**Entries taken from a collection:**
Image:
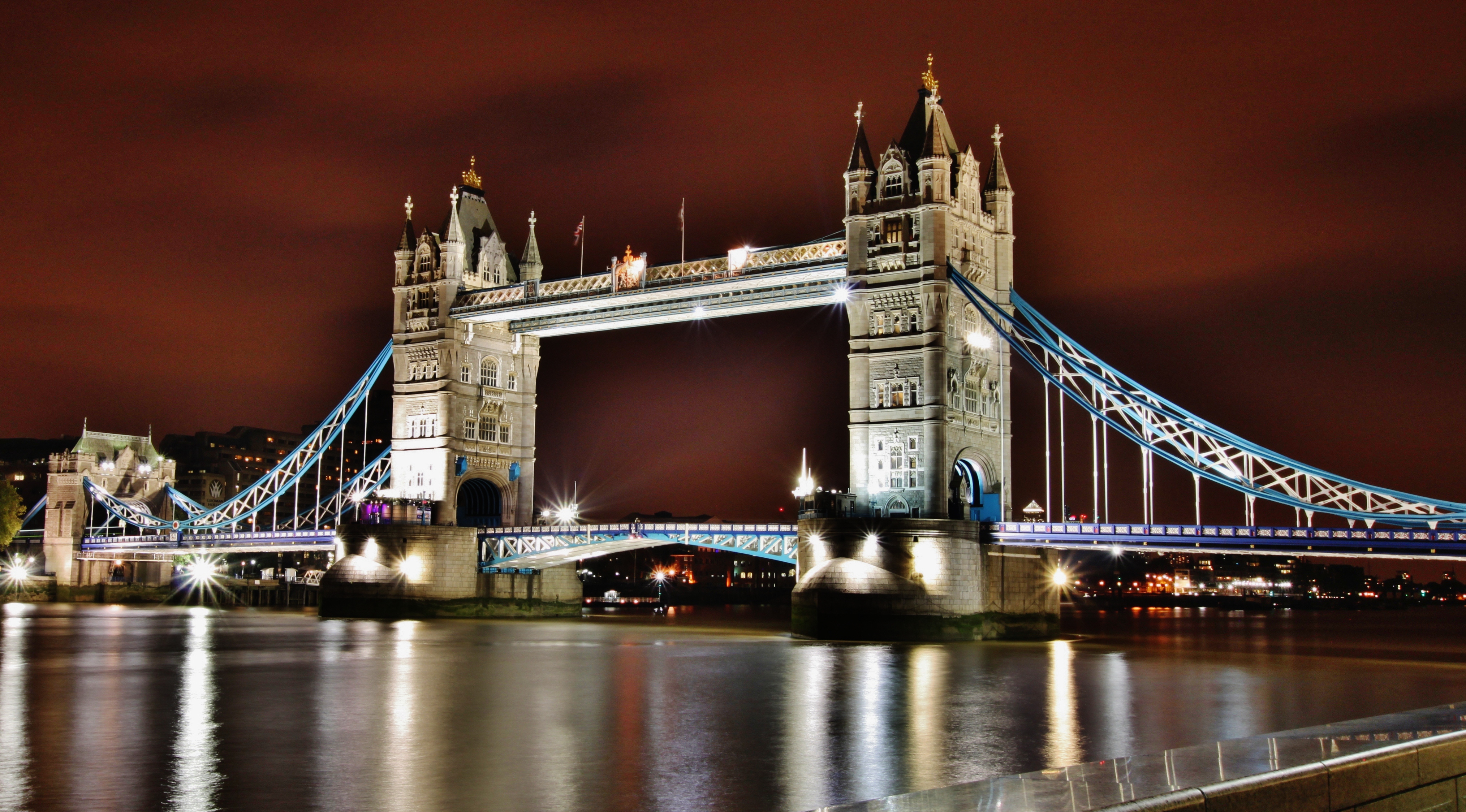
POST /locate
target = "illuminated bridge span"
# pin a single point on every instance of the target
(547, 547)
(747, 281)
(1241, 540)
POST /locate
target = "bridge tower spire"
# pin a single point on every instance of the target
(930, 432)
(464, 395)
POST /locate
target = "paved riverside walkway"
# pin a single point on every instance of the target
(1401, 763)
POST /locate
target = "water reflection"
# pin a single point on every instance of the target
(926, 713)
(15, 745)
(195, 779)
(193, 710)
(1062, 745)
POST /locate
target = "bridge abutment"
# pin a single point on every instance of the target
(430, 571)
(920, 579)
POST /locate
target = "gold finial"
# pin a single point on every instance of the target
(927, 80)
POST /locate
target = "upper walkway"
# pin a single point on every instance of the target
(747, 281)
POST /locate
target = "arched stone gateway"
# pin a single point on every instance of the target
(970, 499)
(480, 505)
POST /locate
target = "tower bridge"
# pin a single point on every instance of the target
(924, 273)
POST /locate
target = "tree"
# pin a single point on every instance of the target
(12, 512)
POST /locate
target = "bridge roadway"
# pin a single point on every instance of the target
(540, 547)
(1349, 543)
(163, 547)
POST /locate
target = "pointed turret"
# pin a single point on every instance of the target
(860, 176)
(407, 245)
(530, 264)
(861, 159)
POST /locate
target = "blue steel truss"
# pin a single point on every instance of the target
(159, 547)
(1377, 543)
(270, 487)
(552, 546)
(349, 494)
(1194, 445)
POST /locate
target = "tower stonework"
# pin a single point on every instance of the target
(930, 411)
(464, 395)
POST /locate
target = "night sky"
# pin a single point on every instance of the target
(1254, 209)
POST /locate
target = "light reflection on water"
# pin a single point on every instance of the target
(15, 747)
(194, 786)
(148, 708)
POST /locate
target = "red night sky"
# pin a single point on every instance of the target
(1255, 209)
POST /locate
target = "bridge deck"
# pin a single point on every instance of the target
(1354, 543)
(542, 547)
(166, 546)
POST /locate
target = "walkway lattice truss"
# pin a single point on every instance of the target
(1197, 446)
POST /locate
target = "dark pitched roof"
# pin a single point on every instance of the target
(997, 173)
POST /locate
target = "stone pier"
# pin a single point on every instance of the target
(432, 571)
(920, 579)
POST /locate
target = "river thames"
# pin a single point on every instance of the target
(709, 708)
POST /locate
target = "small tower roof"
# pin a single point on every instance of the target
(997, 173)
(531, 247)
(861, 159)
(934, 144)
(928, 106)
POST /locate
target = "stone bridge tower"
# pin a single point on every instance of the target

**WHAT YOU SHOULD DO:** Rewrite all of the rows above, changing every "walkway" to "footpath" and keeping everything else the same. Leave the pictures out of your version.

**OUTPUT FOR THIS EXERCISE:**
Image:
POST /locate
target = "illuminated bridge span"
# pin a single point on every instance of the target
(547, 547)
(747, 281)
(1241, 540)
POST /locate
target = "bridge tower spire"
# pin a single point on every instance of the target
(930, 432)
(464, 395)
POST /locate
target = "paved riverside footpath"
# pin a single point on every instance of the target
(1401, 763)
POST /locate
target = "water reflection"
# pin a single point on every instance of the target
(926, 713)
(15, 745)
(195, 779)
(193, 710)
(1062, 745)
POST /locate
target = "bridge abutment"
# pin a single point on every instance of the target
(430, 571)
(920, 579)
POST /locate
target = "gold finial"
# pin a single point on every instance of the target
(927, 80)
POST /locate
target = "upper footpath"
# pin a single point on every instance of the target
(747, 281)
POST /locate
target = "arched stone gateway"
# pin a single point on every instance of the target
(970, 499)
(480, 505)
POST /locate
target = "tower bridge"
# pin a single point on every instance of the target
(924, 273)
POST /locate
target = "tree"
# pin a single point on every instance of the target
(12, 512)
POST /locate
target = "bridge roadway"
# pin a single point on every instance of the target
(540, 547)
(1349, 543)
(163, 547)
POST /locate
target = "pointed turret"
# pin a single point on every instance of the target
(860, 176)
(407, 245)
(530, 264)
(861, 159)
POST /locate
target = "blue steel truss"
# pin a single point on every instance of the target
(159, 547)
(1377, 543)
(270, 487)
(552, 546)
(349, 494)
(1194, 445)
POST /locate
target = "tower stonework"
# pin a single point on every instance of the target
(930, 411)
(464, 395)
POST /locate
target = "night sky"
# pin a single point on every instance of the target
(1254, 209)
POST /locate
target = "light reflection on water"
# pin a single point on every instance of the target
(15, 747)
(194, 786)
(148, 708)
POST /locate
target = "red night sky"
# pin a single point on every instance of the target
(1255, 209)
POST /locate
target = "bridge deck"
# pin a single point on every instance of the target
(1354, 543)
(542, 547)
(166, 546)
POST /locate
target = "footpath lattice truss"
# pin a single point on every instance of the target
(1197, 446)
POST /locate
target = "dark pitched roof"
# pin a single point on every instance of the target
(997, 173)
POST /locate
target = "stone pier"
# pin a single point on every instance of the target
(432, 571)
(920, 579)
POST /locate
target = "river thames"
# pin a single point on every instance of the target
(709, 708)
POST /locate
target = "small tower roof"
# pin a single point on every instance of the target
(997, 173)
(531, 247)
(861, 159)
(934, 144)
(928, 106)
POST /locate
target = "stone bridge tower"
# pin a single point on every instance of the target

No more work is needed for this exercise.